== Work to be completed ==
Decide whether each statement below agrees with the news report on Alabama third-grade reading. For each one, answer yes or no and quote the words from the report that settle it.
1. Mackey says he feels good about the coming school year.
2. The 2021-2022 scores show that more than half of Alabama third-graders are not reading at a proficient level.
3. Mackey says it is easier to identify students who need extra reading help when they learn remotely.

START Source passage

ALABAMA (WHNT) – Based on the 2021-2022 standardized test scores, more than one-fifth of Alabama third-graders are not reading at a proficient level.
“It means we have almost a quarter of our young people who are in the third grade and they are not reading on grade level, so we want to help those students as they progress to the fourth grade and into middle school to be better readers,” said Alabama State Superintendent Dr. Eric Mackey.
During the pandemic, the Alabama Department of Education expected to face some problems with students’ reading scores. Now that students are back in the classroom, Mackey said the state has several strategies in place to improve reading skills in elementary schools.
First, Mackey said the most important thing happening for students in the upcoming school year is the return to the classroom. He said it is important to identify which students need a little extra help reading, and this is easier to do when students and educators are face-to-face in the classroom.
“That’s why I feel really good about this coming school year,” Mackey said. “We think we won’t have the disruptions we’ve had in the past.”
Mackey said the state has worked to provide students with reading resources beyond the classroom if they need additional help.
“Get students, especially if they are behind, in summer programming,” Mackey said. “Summer reading camps are going on. STEM camps are going on. After-school camps are going on with our partners across the state.”

END Source passage
START Available data

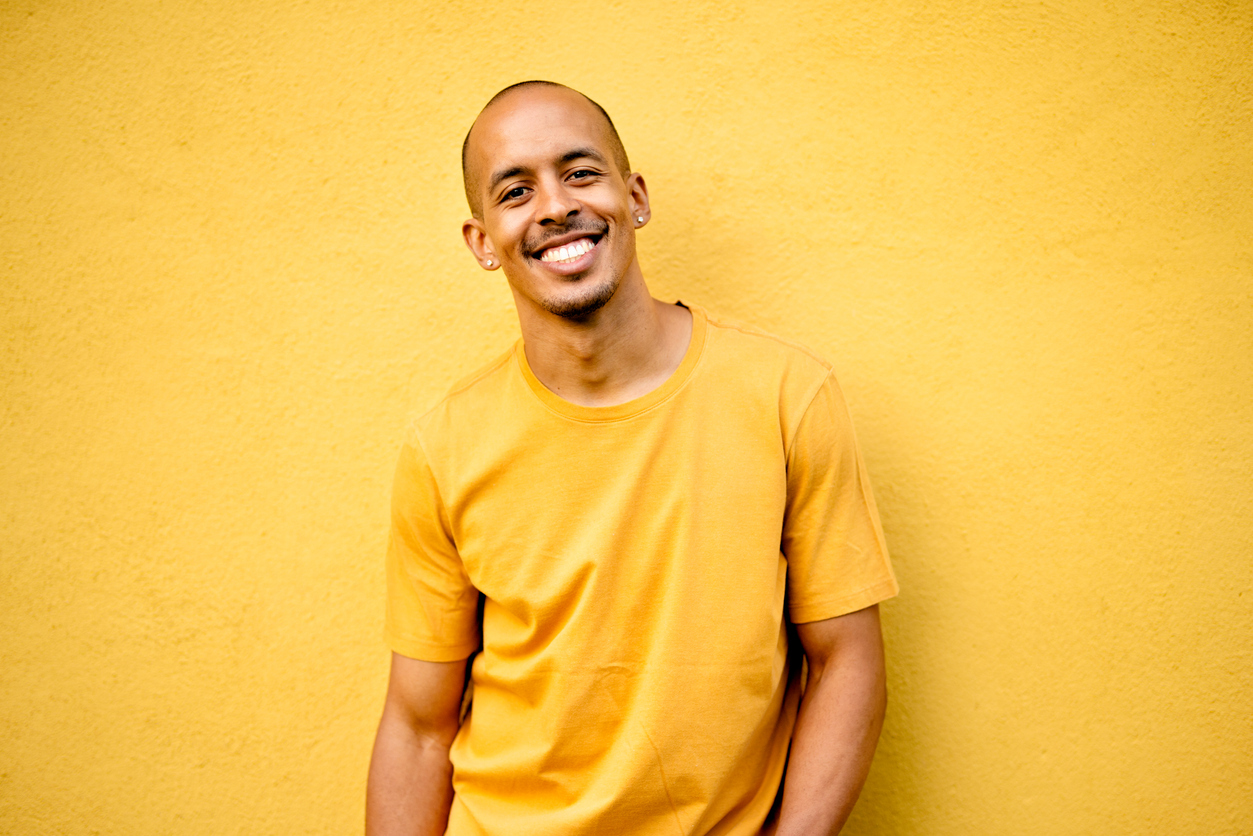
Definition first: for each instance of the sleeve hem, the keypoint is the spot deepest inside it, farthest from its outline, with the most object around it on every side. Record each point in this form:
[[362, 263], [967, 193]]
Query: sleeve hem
[[845, 604], [430, 651]]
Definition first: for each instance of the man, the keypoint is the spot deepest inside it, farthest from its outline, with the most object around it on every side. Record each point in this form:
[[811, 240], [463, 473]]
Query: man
[[640, 512]]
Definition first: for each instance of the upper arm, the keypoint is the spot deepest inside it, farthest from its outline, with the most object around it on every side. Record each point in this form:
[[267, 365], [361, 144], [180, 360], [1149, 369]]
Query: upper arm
[[425, 697], [852, 639]]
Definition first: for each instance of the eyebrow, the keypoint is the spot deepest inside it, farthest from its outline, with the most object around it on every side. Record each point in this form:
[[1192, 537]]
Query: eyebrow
[[574, 153]]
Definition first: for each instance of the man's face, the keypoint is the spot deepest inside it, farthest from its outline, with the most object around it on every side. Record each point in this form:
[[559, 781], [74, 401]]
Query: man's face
[[556, 213]]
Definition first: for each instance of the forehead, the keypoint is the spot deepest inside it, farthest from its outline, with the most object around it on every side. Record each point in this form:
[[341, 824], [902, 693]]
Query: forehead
[[535, 125]]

END Available data

== Response ==
1. Yes: "That’s why I feel really good about this coming school year"
2. No: "more than one-fifth of Alabama third-graders are not reading at a proficient level"
3. No: "this is easier to do when students and educators are face-to-face in the classroom"